◆ Goal
Express the lines of the entries below as a JSON list of strings, one string per line and no blank lines, leaving out the pictures.

◆ Point labeling examples
[Start]

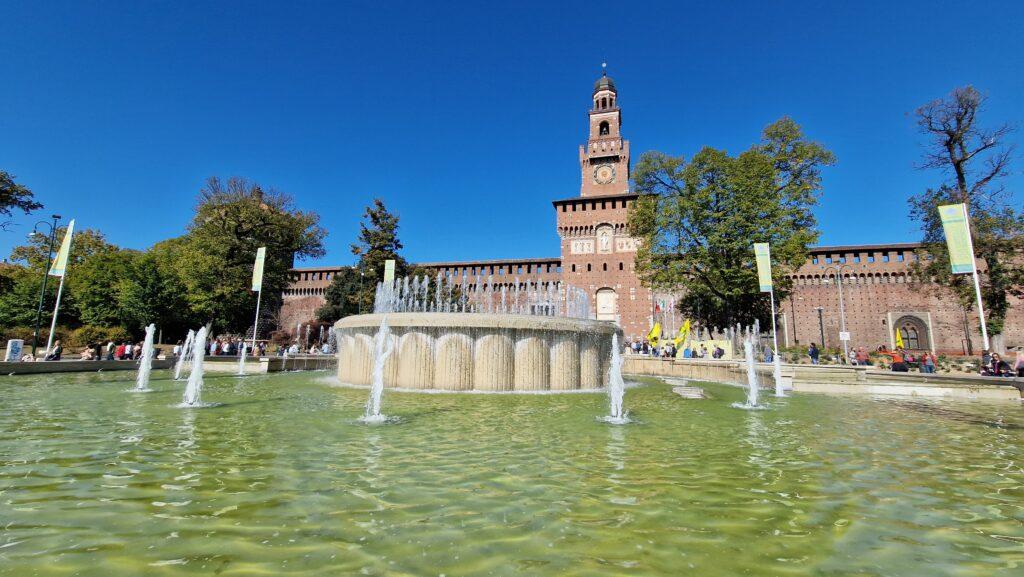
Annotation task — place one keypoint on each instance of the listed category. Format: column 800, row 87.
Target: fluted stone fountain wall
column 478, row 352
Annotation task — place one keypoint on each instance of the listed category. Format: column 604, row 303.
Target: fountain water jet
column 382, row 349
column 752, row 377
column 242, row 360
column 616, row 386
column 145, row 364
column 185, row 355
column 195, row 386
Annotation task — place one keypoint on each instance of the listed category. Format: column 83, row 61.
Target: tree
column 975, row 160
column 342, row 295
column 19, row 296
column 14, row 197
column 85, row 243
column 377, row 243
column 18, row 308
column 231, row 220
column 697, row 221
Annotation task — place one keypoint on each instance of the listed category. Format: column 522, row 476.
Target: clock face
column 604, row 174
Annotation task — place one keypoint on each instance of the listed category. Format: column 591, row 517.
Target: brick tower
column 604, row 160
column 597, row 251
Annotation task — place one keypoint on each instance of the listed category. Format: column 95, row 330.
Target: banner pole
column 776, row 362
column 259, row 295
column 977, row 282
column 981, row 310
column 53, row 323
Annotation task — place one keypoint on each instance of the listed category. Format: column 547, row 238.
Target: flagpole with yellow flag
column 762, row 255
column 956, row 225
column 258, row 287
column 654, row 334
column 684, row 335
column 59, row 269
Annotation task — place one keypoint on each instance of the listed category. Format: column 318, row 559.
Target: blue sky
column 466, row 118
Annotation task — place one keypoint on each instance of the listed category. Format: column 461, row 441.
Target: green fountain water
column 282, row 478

[End]

◆ Expected answer
[
  "Annotation task — place one keypoint on each instance of the listed category. Format: column 800, row 87.",
  "Target: fluted stone fountain wall",
  "column 478, row 352",
  "Annotation task — place one keypoint on each instance of the listed category. Format: column 604, row 303.",
  "Target: fountain water jet",
  "column 382, row 349",
  "column 752, row 377",
  "column 242, row 360",
  "column 616, row 386",
  "column 145, row 364",
  "column 185, row 355",
  "column 195, row 386",
  "Annotation task — place one keypoint on each instance of the listed category. Format: column 83, row 61.",
  "Target: tree",
  "column 975, row 160",
  "column 342, row 295",
  "column 19, row 296",
  "column 14, row 197",
  "column 85, row 243",
  "column 377, row 243",
  "column 18, row 308",
  "column 231, row 220",
  "column 697, row 221",
  "Annotation task — place one keypoint on each instance of the listed category. Format: column 522, row 476.",
  "Target: clock face",
  "column 604, row 174",
  "Annotation task — place one keypoint on each instance of the listed category. Format: column 591, row 517.",
  "Target: brick tower",
  "column 604, row 160",
  "column 597, row 251",
  "Annotation task — place one keypoint on each instance of the listed category. Format: column 95, row 330.",
  "Target: banner pole",
  "column 776, row 362",
  "column 259, row 295",
  "column 977, row 282",
  "column 981, row 310",
  "column 53, row 323",
  "Annotation task — place one keypoint on each instance of the listed category. Format: column 547, row 238.",
  "Target: flagpole with yellow flag",
  "column 762, row 255",
  "column 956, row 225",
  "column 258, row 287",
  "column 654, row 334",
  "column 684, row 335",
  "column 59, row 269",
  "Annotation task — place one keypoint on each instance of the listed category. Format: column 318, row 559.",
  "Target: blue sky",
  "column 466, row 118",
  "Annotation task — place one keypoint on each instance of the listed category. Format: column 461, row 441.",
  "Target: green fountain water",
  "column 282, row 478"
]